• PROMPT:
Please copy each line of the records below that includes the word "after".

━━━ INPUT DATA

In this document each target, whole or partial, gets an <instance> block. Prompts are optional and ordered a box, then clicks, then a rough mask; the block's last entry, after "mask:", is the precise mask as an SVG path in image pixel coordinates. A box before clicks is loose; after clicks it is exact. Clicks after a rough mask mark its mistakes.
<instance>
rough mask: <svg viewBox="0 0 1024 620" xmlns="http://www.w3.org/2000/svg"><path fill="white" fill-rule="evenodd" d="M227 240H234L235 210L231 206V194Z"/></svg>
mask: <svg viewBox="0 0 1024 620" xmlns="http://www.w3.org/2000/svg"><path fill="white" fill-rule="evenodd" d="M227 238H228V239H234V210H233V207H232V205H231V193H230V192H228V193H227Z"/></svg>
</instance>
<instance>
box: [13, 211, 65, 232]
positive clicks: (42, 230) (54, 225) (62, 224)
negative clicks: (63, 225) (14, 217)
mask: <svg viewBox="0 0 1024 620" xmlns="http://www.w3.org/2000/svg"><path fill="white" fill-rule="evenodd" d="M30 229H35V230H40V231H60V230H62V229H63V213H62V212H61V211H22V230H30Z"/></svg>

━━━━━━
━━━ INPUT DATA

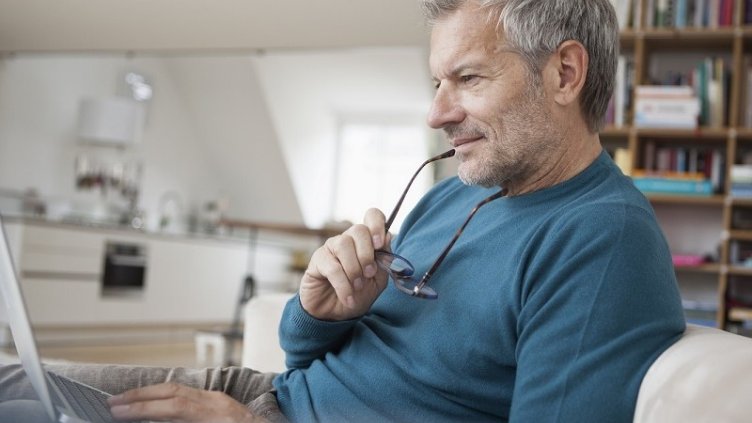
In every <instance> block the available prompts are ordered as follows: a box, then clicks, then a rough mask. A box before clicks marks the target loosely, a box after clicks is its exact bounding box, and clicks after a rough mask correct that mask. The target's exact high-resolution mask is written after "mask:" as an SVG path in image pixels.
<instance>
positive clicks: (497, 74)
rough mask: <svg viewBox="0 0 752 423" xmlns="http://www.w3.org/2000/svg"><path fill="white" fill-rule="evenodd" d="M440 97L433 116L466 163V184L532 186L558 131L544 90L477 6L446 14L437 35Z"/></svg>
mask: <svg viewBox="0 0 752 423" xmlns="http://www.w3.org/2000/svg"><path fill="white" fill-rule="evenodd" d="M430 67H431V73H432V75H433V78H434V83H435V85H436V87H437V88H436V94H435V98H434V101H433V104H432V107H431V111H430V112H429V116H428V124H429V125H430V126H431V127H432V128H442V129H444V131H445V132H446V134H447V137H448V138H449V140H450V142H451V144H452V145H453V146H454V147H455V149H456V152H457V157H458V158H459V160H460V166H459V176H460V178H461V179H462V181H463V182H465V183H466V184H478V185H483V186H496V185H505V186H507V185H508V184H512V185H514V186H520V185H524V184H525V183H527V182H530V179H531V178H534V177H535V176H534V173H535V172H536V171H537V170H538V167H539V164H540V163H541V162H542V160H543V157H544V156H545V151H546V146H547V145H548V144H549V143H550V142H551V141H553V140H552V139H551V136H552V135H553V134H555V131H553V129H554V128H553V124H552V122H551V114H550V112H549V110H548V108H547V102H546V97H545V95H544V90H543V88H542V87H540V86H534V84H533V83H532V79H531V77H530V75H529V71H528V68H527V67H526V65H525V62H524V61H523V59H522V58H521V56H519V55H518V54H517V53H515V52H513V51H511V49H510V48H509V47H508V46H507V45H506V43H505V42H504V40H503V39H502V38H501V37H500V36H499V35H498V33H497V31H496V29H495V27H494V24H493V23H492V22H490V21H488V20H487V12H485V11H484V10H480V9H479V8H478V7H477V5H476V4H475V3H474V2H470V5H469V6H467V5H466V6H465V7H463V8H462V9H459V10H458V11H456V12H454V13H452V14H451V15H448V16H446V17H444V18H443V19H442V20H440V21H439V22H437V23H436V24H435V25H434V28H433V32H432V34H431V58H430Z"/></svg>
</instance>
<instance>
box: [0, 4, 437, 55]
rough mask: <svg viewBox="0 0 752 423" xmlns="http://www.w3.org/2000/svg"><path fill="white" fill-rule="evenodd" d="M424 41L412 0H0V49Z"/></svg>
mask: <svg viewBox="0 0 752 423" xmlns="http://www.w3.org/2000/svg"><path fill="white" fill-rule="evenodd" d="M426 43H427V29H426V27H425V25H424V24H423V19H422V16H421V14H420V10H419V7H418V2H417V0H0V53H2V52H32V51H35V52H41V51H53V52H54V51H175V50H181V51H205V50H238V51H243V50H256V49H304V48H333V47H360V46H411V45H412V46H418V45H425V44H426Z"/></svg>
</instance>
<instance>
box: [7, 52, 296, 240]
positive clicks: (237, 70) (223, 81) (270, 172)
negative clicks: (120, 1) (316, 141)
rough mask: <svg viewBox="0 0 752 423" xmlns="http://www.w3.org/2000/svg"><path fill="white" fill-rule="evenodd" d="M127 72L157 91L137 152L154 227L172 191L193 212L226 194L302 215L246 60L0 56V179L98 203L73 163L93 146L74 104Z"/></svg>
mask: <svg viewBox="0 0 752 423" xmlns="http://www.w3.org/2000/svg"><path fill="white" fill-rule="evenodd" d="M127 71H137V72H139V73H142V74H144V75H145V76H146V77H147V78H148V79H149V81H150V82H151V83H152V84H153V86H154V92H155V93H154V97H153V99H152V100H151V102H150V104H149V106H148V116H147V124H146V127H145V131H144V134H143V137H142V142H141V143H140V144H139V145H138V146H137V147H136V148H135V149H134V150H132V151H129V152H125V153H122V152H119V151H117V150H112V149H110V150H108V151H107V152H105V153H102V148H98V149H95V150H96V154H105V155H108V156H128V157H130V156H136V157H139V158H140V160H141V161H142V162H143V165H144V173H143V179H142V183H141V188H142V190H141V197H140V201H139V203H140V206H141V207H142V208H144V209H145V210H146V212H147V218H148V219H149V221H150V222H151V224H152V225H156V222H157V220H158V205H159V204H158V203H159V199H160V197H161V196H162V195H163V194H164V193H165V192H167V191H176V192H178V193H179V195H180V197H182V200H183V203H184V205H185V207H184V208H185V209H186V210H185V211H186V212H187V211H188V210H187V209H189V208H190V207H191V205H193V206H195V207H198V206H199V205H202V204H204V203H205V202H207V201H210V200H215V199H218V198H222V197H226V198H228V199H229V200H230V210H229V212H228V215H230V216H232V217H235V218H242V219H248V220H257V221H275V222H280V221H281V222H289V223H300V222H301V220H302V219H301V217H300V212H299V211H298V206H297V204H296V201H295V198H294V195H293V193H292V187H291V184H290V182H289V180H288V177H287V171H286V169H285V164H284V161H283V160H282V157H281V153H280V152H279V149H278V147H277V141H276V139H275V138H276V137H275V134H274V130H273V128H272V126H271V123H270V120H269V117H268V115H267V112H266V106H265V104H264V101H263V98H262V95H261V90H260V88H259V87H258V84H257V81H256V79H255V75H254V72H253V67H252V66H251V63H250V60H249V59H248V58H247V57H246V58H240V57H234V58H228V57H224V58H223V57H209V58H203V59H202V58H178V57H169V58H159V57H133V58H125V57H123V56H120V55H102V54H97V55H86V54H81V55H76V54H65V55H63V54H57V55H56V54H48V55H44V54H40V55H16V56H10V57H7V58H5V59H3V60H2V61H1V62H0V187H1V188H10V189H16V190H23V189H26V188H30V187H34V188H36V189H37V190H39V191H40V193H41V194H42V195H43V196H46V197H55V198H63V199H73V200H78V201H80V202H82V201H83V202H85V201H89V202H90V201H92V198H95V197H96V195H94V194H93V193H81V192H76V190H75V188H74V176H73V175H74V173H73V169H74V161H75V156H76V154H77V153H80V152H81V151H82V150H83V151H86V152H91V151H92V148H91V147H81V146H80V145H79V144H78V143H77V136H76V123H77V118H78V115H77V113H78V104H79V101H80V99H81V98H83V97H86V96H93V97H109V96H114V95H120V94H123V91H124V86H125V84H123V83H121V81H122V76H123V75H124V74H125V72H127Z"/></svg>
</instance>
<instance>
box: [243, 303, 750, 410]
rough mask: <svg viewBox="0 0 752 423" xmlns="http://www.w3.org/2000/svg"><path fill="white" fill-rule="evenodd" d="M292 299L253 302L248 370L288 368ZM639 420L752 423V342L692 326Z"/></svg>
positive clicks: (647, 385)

━━━━━━

• FINISHED TASK:
In this document each target, whole or partial, gets an <instance> block. Prompts are optional and ordered a box, then clicks, then a rough mask; the block's last entry, after "mask:", is the precise mask as an SVG path in image pixel coordinates. A box before clicks is loose; after clicks it is exact. Clicks after a rough mask mark its mistakes.
In every <instance> block the available prompts are ordered as follows: a box, then clicks, then a rough mask. A box before clicks marks the target loosely, a box after clicks is its exact bounding box, and clicks after a rough mask correct that mask. The target's exact high-resolution mask is written after "mask:" as an SVG path in image pixels.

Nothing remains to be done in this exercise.